▸ **Soal Latihan 1**
Menurut potongan dokumen tentang cinta dan jender, siapa nama istri Shah Jehan?
▸ **Soal Latihan 2**
Tuliskan lanjutan tulisan tentang cinta dan relasi jender ini, dimulai tepat setelah kalimat terakhirnya.

Ungkapan cintaku Lebih Kerbis dari Simbol Taj Mahal

Subtansi pengungkapan cinta terpendamnya Santri kenthir pada gadis pujaannya, itu sama halnya kisah cinta tulusnya Shah Jehan pada isterinya Mumtaz ul Zamani.

Awas! Saat Kaum Gay Bergentayangan Di Facebook Ku

Tulisan ini sekedar berbagi pengalaman unik selama berjejaring di facebook. Bukan untuk menghukumi minoritas kaum Gay.

2 Okt 2011

Kisah Cinta Kenthirku Menginterupsi Ideologi Feminisme (Fiksi Maskulin Studies)


Banyak orang bersepakat terutama kaum feminis, bahwa jender adalah perbedaan laki-laki dan perempuan yang dikonstruksi secara sosial. Jenis perempuan distreotipkan sebagai mahluk yang lemah gemulai, bersifat feminis, pemalu, dan seterusnya. Sedang Jenis laki-laki distreotipkan kebalikannya dari kaum perempuan yakni, berjenis jantan, maskulin, kuat, tangguh, mapan, memimpin, menguasai dan seterusnya.
Hubungan laki-laki dan perempuan dalam relasi jender, menurut para ahli dan para aktifis perempuan menyimpulkan, bahwa telah terjadi ketimpangan sosial jender yang mengakibatkan ketidakadilan bagi kaum perempuan. Dalam relasi jender kaum laki-laki lebih diuntungkan dengan sistem sosial patriarkisnya, dan perempuan cenderung menjadi korban kekerasan strukturalnya.
Pada pengalaman cinta saya dalam kontek relasi maskulin vs feminin, maka, kesimpulan para ahli dan para aktifis kaum perempuan pada relasi jender diatas tidaklah benar dan patut digugat keabsahannya.
Ketika cinta menuntun menembus batas-batas jender,  ketika,  rasa cinta dalam relasi jender dialpakan keberadaannya, perlulah  merefleksi kembali bangunan konsep ilusionis atas nama kesetaraan jender yang sering diteriakkan kaum feminisme.

(Entri dari dataset penunjukan)
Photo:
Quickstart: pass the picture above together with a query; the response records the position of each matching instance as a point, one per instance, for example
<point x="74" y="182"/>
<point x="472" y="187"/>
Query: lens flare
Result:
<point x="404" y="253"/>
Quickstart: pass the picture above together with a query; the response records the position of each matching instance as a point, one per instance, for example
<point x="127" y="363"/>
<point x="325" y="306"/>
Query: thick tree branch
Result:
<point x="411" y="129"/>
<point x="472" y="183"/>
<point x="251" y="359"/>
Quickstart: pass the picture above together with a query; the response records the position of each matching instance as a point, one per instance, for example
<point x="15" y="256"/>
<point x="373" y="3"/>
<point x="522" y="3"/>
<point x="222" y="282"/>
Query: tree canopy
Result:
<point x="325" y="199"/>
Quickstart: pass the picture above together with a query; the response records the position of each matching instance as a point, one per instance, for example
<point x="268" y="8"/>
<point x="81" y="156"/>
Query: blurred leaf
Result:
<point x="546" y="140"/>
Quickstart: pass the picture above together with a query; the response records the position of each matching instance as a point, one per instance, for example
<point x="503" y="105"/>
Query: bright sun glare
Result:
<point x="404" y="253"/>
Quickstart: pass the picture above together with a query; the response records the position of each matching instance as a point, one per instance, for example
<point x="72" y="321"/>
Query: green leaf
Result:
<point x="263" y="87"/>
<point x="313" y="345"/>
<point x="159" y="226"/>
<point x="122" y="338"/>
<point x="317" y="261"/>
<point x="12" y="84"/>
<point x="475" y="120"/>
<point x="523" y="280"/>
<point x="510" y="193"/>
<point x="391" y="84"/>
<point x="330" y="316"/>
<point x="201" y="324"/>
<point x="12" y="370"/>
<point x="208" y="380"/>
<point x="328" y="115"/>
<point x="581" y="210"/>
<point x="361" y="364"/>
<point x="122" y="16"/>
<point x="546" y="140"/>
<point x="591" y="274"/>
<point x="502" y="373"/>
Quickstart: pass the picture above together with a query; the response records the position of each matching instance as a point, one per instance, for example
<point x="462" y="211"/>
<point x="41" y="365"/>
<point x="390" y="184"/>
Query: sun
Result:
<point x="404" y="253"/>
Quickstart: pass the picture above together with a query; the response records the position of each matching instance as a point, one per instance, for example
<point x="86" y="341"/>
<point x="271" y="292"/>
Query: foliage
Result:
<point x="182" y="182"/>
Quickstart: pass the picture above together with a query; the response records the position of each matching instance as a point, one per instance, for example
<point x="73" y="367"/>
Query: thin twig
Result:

▸ **Jawaban Soal 1**
Istri Shah Jehan bernama Mumtaz ul Zamani.

▸ **Jawaban Soal 2**
Dan cerpen maskulin studies saya ini adalah menginterupsi ideologi suci para aktifis perempuan atas nama dan demi pemberdayaan, kesetaraan kaum perempuan. Pertanyaan adalah, “benarkah ketimpangan jender hanya mengakibatkan ketidak adilan bagi perempuan? Benarkah relasi jender hanya persoalan ketimpangan struktural tanpa ada keterlibatan agensi cinta personal didalamnya?”
—————————————————————-
Konstruksi jender yang menstruktur saya berjenis laki-laki- selama menjalin hubungan relasional  dengan Ning Ma  yang berjenis perempuan, justru mengakibatkan ketidakadilan dan ketidak nyamananan bagi saya menyandang predikat sebagai laki-laki yang terbalut dalam baju kebesaran diri sebagai maskulin miskin. Betapa menderintanya –‘aku’- dalam wadah maskulinitas, betapa mindernya,-‘sebagai aku’- dengan label sebagai pejantan tangguh yang tak berdaya dihadapan betina cantik, elok, mewah, bernama Ning Ma.
Tidak adil rasanya kalau hanya bercinta dengan gadis cantik, kaya, cerdas, elok, priyayi seperti Ning Ma, saya harus melewati sarat-sarat patriarkis menjadi maskulin yang bermateri, lebih cerdas, keren ala cowok metropolis, berwibawa, dan sebagainya. Padahal faktanya, saya hanyalah pemuda anak dari keluarga buruh tani miskin. Jangankan untuk menyamainya dalam penampilan, untuk ongkos berangkat kuliah dan biaya kuliahnya saja sudah megap-megap!
Tidakkah cinta itu anugerah dari tuhan? Tidakkah yang berjenis laki-laki kere itu juga berhak mendapatkan cinta gadis kaya yang aku puja tanpa perlu menanggung beban kelamin sosial patriarkis? Kenapa pula cinta harus melewati relasi ketimpangan jender seperti ini?
Sementara dibalik diri sebagai pemuda miskin, konstruksi sosial menjadi laki-laki dengan sifat, watak, pembawaan, sebagai mana layaknya kaum laki-laki telah sedemikian memental dalam diri saya:
“Sebagai anak yang dibesarkan dilingkungan pedesaan, aku tidak luput pula terkonstruksi sedemikian rupa untuk bersikap dan memandang dirinya sebagai layaknya laki-laki. Memandang dan menilai perempuan posisionalnya haruslah dibawah saya. Alasan-alasan itulah, tanpa sadar, saya enggan dan menyebabkan ke-minder-an diri tampil diruang-ruang public saat dengan dengan Ning Ma. Seakan semua akan menyorot dan menyoraki relasi kejenderan yang sedang kubangun dengan Ning Ma.”
Rasa aman terbaik bagiku agar hantu relasi jender itu tidak merongrong mentalku saat bersamanya, yakni membentengi diri dengan “ideology sensitif jender”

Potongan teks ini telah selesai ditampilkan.